Exercise objective:
Transcribe all of the material exactly. Any picture in it should be left out.

************

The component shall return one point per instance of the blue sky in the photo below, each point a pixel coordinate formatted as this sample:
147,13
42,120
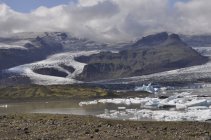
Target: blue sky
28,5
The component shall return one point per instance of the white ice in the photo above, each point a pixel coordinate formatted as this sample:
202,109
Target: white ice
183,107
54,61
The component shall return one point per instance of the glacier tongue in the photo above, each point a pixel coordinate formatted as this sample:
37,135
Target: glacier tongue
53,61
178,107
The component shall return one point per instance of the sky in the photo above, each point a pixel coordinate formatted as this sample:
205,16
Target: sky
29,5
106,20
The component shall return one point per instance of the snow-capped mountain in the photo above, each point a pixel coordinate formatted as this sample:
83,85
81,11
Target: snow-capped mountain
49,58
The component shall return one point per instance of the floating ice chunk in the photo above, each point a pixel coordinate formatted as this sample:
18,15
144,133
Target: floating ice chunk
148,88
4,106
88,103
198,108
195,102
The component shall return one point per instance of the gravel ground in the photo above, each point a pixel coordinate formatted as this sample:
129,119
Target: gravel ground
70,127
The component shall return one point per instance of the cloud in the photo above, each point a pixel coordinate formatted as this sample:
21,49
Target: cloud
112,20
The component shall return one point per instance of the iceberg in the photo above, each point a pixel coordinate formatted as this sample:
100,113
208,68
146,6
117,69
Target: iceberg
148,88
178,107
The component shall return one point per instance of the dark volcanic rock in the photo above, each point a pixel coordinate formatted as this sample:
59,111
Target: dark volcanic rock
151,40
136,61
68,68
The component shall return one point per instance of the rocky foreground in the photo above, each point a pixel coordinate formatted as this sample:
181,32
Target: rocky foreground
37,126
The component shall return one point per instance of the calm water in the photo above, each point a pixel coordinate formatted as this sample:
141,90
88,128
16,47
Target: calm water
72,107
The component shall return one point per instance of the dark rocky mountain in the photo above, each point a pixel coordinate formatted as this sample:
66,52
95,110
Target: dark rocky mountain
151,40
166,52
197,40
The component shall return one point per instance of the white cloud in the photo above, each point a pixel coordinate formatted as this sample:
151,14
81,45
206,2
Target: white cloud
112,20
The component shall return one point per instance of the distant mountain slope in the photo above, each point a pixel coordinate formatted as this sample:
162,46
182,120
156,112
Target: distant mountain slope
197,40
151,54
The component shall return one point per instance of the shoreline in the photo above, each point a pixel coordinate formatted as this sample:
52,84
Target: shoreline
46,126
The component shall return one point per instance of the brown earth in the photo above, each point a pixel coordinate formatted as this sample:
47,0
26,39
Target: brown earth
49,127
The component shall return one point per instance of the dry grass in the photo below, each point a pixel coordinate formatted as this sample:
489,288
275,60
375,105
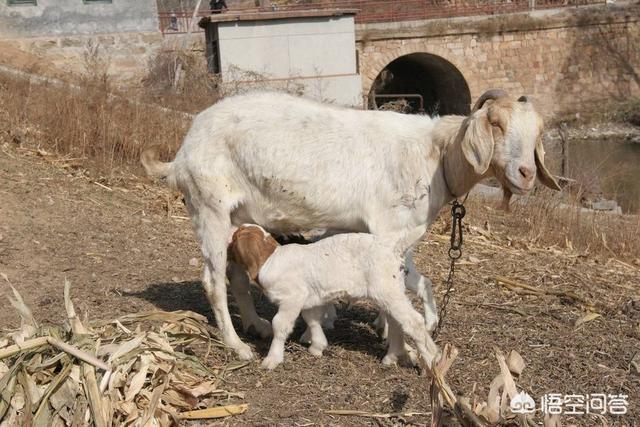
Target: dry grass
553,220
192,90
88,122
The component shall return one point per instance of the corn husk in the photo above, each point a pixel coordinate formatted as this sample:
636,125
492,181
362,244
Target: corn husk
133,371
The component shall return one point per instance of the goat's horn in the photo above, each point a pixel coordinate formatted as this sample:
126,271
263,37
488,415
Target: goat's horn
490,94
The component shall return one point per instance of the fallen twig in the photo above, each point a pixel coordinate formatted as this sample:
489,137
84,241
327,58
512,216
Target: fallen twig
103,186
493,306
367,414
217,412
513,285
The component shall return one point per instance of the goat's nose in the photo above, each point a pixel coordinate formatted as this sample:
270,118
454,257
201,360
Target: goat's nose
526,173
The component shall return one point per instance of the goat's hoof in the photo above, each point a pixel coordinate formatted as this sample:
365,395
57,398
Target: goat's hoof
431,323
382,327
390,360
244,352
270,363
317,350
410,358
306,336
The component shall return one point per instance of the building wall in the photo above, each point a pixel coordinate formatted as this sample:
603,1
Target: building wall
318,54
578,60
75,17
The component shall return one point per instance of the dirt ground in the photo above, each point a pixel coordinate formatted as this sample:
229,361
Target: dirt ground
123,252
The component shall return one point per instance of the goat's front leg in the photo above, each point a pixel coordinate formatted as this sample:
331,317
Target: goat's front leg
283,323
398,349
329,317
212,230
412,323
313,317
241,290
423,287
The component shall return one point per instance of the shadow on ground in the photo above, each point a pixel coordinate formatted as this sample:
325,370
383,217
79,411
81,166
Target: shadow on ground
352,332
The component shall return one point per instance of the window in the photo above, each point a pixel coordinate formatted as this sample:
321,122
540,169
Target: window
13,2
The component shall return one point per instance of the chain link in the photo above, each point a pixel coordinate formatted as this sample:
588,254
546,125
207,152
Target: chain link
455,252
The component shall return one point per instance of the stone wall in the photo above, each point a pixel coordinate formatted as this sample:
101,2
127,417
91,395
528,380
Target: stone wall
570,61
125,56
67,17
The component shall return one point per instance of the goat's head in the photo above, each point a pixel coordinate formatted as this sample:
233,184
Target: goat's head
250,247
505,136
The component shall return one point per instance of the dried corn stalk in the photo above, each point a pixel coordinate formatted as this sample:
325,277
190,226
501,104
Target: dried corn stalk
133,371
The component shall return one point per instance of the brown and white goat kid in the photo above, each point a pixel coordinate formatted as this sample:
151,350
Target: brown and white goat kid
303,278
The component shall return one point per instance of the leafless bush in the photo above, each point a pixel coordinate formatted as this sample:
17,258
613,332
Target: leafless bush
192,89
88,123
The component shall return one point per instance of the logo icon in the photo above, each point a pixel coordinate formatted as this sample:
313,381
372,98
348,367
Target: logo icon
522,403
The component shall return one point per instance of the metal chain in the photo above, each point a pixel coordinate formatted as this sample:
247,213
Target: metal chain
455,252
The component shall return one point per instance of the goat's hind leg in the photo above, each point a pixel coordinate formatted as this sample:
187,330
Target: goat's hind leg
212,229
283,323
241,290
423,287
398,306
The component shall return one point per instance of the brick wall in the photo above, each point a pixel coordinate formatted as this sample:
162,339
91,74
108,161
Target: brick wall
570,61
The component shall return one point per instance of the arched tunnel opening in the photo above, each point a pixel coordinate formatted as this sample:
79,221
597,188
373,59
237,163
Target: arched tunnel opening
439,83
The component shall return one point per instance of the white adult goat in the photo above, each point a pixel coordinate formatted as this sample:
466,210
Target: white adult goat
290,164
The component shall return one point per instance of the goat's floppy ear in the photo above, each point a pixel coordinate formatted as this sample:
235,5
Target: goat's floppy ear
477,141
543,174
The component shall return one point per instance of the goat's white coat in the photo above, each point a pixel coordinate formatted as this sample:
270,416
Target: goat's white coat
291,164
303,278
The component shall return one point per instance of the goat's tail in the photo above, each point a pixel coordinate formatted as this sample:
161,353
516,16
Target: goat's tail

************

Task answer:
The component shall return one point per instance of the blue sky in the photo below, each point a pixel coordinate formatted as this sample:
147,13
42,120
Target: blue sky
28,5
The component shall return one point per instance of the white ice in the photo above, each point a pixel coordinate formatted as this sample:
202,109
Target: white ice
183,107
54,61
The component shall return one point per instance of the glacier tongue in the photo above, each point a pixel coordinate formatted as this sample:
37,135
Target: glacier tongue
53,61
178,107
The component shall return one point per instance of the sky in the photo above, each point a pixel coordinate formatted as this sample:
205,16
Target: sky
29,5
106,20
The component shall return one point per instance of the snow-capped mountain in the photo above, each point a pixel coordinate formatted as this sample:
83,85
81,11
Target: snow-capped mountain
49,58
The component shall return one point per instance of the floating ice chunk in the photo above, each point a pixel coordinate formatted as this sample:
18,15
144,133
Target: floating ice chunk
148,88
4,106
88,103
198,108
195,102
The component shall return one point per instance of the gravel ground in the photo above, each point a pixel coordinate formatted as this sample:
129,119
Target: gravel ground
70,127
The component shall return one point per instance of the cloud in the photo above, each point a pixel coordinate formatted as this sample:
21,49
Target: cloud
112,20
The component shall return one point per instance of the iceberg in the photo above, each point a pixel coordinate formatted as this sample:
100,113
208,68
146,6
117,69
Target: iceberg
148,88
178,107
The component shall return one point per instance of the dark volcanic rock in the photo above, each point a pixel coordinate formatted as this sample:
59,111
Target: dark volcanic rock
151,40
136,61
68,68
The component shall return one point per instance of the rocky foreground in the photo above, each point a pixel coordinate formatted as this sample:
181,32
Target: rocky foreground
37,126
The component shall return one point per instance of the calm water in the photo above, each point a pixel coordinate formatted as this sample:
141,90
88,128
16,47
Target: calm water
72,107
The component shall return one point per instance of the dark rocky mountain in the photo above, each point a pixel coordinate formatted as this sample:
66,52
95,110
Target: dark rocky mountain
151,40
166,52
197,40
The component shall return one point per instance of the white cloud in the photo above, each point a pixel coordinate formatted as this sample:
151,14
81,45
206,2
Target: white cloud
112,20
The component shall return one point per instance of the distant mountain slope in the photo above, each point a pixel coordinate formatted as this sample:
162,46
182,120
156,112
Target: distant mountain slope
197,40
151,54
The component shall return one point per instance of the shoreline in the photo above, each point a pixel coordinate formatted as this sample:
52,84
Target: shoreline
46,126
The component shall return one point per instance of the brown earth in the photo above, each point a pixel coordinate formatted as this sample:
47,0
26,39
Target: brown earth
49,127
The component shall return one point per instance of the dry grass in the photo below, each point a pixel coordinate formatted as this sample:
489,288
275,60
375,105
Target: dry grass
553,220
192,90
88,122
The component shall return one point per instance of the corn husk in the photo above, each point a pixel coordinate formatted as this sample:
636,125
492,181
362,244
Target: corn husk
133,371
The component shall return one point per instance of the goat's horn in the photo above, each point a pixel coordinate formatted as this sample:
126,271
263,37
488,415
Target: goat's horn
490,94
The component shall return one point per instance of the fallen twig in the photo above, each point a pixel coordinate formatted as this sample:
489,137
84,241
327,58
512,216
Target: fallen twig
103,186
493,306
367,414
217,412
513,285
The component shall return one point per instance of the goat's nose in the photo above, each point a pixel coordinate formatted as this sample:
270,118
454,257
201,360
Target: goat's nose
526,173
The component shall return one point per instance of the goat's hoof in the photo above, each point a pixel coordinate formatted as this sample:
365,395
57,398
Target: goat's hoof
431,323
382,327
390,360
244,352
270,363
317,350
410,358
306,336
The component shall return one point per instance of the building wall in the photo above, each point a pixel coordinate formatted as this sample:
603,1
Target: building wall
318,54
578,60
75,17
The component shall return one point per instance of the dirt ground in the photo above, each point a pixel coordinate formatted as this sample:
229,361
Target: dirt ground
123,252
The component shall return one point per instance of the goat's front leg in the photo above, each point a pixel coordinate formatted as this sample:
331,317
Target: goat's front leg
283,323
398,349
329,317
212,230
412,323
313,317
241,290
423,287
The component shall return one point per instance of the shadow on ground in the photo above, each point a pixel coordinate formatted as this sample:
325,370
383,217
79,411
81,166
Target: shadow on ground
352,332
The component shall return one point per instance of the window in the photo above, each point a pixel coordinate formatted as this sample:
321,122
540,169
Target: window
13,2
The component shall return one point per instance of the chain link in the photo above, each point a pixel coordinate formatted as this sample:
588,254
546,125
207,152
Target: chain link
455,252
The component shall return one point per instance of the stone wall in the photo above, each point a pixel coordinate formatted as this sample:
101,2
127,417
91,395
528,380
Target: stone wall
570,61
125,56
67,17
The component shall return one point per instance of the goat's head in the photo above, each point a pixel coordinate formatted as this sample:
233,184
Target: goat's head
250,247
505,136
The component shall return one point per instance of the dried corn stalk in the photo above, each point a pixel coordinate formatted as this sample:
325,277
190,226
501,104
Target: dried corn stalk
133,371
The component shall return one point per instance of the brown and white goat kid in the photo above, each point a pixel coordinate formatted as this sample:
151,350
Target: brown and white goat kid
303,278
The component shall return one point per instance of the leafless bush in the photo above, each point a pixel coordinate formatted as this sample:
17,258
613,332
Target: leafless bush
192,89
88,123
The component shall return one point per instance of the logo icon in the photo above, each point a pixel coordinate formatted as this sample:
313,381
372,98
348,367
Target: logo icon
522,403
The component shall return one point per instance of the metal chain in the photo above, each point a pixel coordinate formatted as this sample:
247,213
Target: metal chain
455,252
The component shall return one point per instance of the goat's hind leg in the photo above, each point a pixel coordinate formatted as this sample:
187,330
Target: goat's hind leg
212,229
283,323
241,290
423,287
398,306
The component shall return one point per instance of the brick wall in the photo above, each point a pixel coordinate formatted as this sample:
162,339
91,74
108,161
Target: brick wall
570,61
The component shall return one point per instance of the arched tunnel opening in the photo above, each point a pixel coordinate formatted as this sample:
79,221
597,188
373,59
237,163
Target: arched tunnel opening
439,83
The component shall return one point per instance of the white adult goat in the photo above, each point a pixel coordinate formatted as this sample:
466,210
Target: white adult goat
290,164
The component shall return one point per instance of the goat's floppy ear in the photo above, each point a pixel coordinate formatted as this sample:
235,5
Target: goat's floppy ear
477,141
543,174
The component shall return one point per instance of the goat's white coat in the photo above, each point a pixel coordinate formatted as this sample:
270,416
Target: goat's white coat
291,164
303,278
The component shall return one point per instance of the goat's tail in the photo above, each point a pixel coordinate formatted as this sample:
161,353
516,16
Target: goat's tail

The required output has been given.